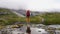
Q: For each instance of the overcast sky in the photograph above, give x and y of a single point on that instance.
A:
(36, 5)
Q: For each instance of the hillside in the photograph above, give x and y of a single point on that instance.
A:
(7, 17)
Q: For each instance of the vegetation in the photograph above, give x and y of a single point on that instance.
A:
(7, 17)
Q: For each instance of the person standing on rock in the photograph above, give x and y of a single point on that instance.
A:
(28, 31)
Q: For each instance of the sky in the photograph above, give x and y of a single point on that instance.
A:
(34, 5)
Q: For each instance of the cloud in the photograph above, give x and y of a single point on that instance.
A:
(37, 5)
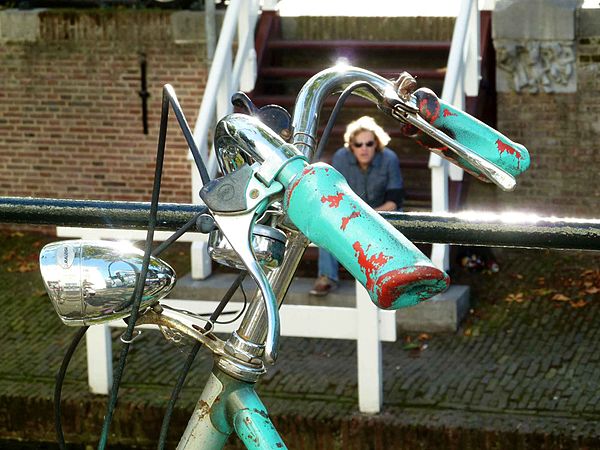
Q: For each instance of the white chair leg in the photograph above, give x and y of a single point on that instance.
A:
(99, 359)
(370, 389)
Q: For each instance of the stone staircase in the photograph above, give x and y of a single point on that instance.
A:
(291, 50)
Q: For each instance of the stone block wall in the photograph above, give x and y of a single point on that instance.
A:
(70, 109)
(562, 133)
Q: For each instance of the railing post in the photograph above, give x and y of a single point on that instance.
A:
(462, 77)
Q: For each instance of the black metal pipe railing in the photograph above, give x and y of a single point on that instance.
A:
(469, 228)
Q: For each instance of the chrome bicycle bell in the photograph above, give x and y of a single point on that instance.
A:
(91, 282)
(268, 244)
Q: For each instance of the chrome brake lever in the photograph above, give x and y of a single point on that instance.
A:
(235, 201)
(404, 108)
(498, 176)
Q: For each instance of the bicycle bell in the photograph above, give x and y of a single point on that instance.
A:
(91, 282)
(268, 244)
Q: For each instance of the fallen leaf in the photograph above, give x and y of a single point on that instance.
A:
(578, 304)
(412, 346)
(518, 298)
(560, 298)
(26, 267)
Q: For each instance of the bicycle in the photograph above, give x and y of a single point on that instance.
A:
(270, 203)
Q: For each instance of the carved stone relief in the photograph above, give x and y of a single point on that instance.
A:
(535, 66)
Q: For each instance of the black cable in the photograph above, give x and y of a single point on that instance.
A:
(139, 287)
(241, 311)
(187, 133)
(336, 109)
(164, 429)
(223, 303)
(165, 244)
(60, 377)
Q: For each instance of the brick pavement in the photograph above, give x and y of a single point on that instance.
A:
(519, 374)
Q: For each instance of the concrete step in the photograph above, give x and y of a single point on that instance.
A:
(369, 46)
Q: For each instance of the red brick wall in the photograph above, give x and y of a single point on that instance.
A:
(562, 133)
(70, 113)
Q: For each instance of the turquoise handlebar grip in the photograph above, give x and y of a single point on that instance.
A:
(320, 203)
(488, 143)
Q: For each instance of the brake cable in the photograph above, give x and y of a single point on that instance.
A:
(60, 378)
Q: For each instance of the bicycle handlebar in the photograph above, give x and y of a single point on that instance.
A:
(395, 273)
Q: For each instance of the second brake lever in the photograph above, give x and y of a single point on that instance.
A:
(477, 148)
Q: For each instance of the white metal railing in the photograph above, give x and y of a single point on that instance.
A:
(462, 79)
(225, 77)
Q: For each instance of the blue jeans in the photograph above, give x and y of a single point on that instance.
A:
(328, 265)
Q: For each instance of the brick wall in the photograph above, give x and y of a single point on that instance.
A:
(562, 133)
(70, 112)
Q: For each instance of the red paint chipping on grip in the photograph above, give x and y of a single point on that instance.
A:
(333, 200)
(307, 171)
(503, 147)
(369, 264)
(393, 284)
(447, 113)
(429, 107)
(346, 220)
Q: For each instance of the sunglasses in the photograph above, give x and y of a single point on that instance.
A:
(366, 144)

☆ ☆ ☆ ☆ ☆

*What the task requires*. Scale the listing from the line containing "Q: For each instance of the red brick" through the end of the listing, both included. Reproduce every line with the requests unchanged, but multiply each point coordinate in the answers by 0.6 and round it to a whole number, with halves rounded up.

*Output below*.
Q: For each instance of the red brick wall in the photograph above, give x and y of a single point on that instance.
A:
(337, 80)
(42, 68)
Q: For each instance of the turquoise handlebar grip in the photograph above, give x and y of a single point on that instance.
A:
(192, 122)
(293, 86)
Q: For each instance of the brake cable in the photograph above, give x and y of a single point on that instance.
A:
(36, 227)
Q: For each instance of the bicycle handlebar in the photograph above, give x and y of a single point on that instance.
A:
(237, 164)
Q: For each instance of the second brake lever in the photograph above, give x and y of a single point on that instance.
A:
(286, 89)
Q: For each instance of the white metal railing in the photograph above, give x and y of a single point on that instance.
A:
(277, 47)
(135, 46)
Q: For each instance of the blue jeans in the photograph above, give x and y of a single point on that instance.
A:
(197, 159)
Q: For each instance of the brick wall in the photograph above, give x and y of a single point on that instance.
A:
(337, 80)
(42, 67)
Q: For each instance of the red paint chipping on grip in the photograph above, give x and y of a single point on that instance.
A:
(200, 120)
(184, 103)
(302, 88)
(221, 158)
(236, 170)
(268, 68)
(257, 64)
(208, 132)
Q: For each instance of the sunglasses in the photograph above, give x and y of a single point on that instance.
A:
(220, 86)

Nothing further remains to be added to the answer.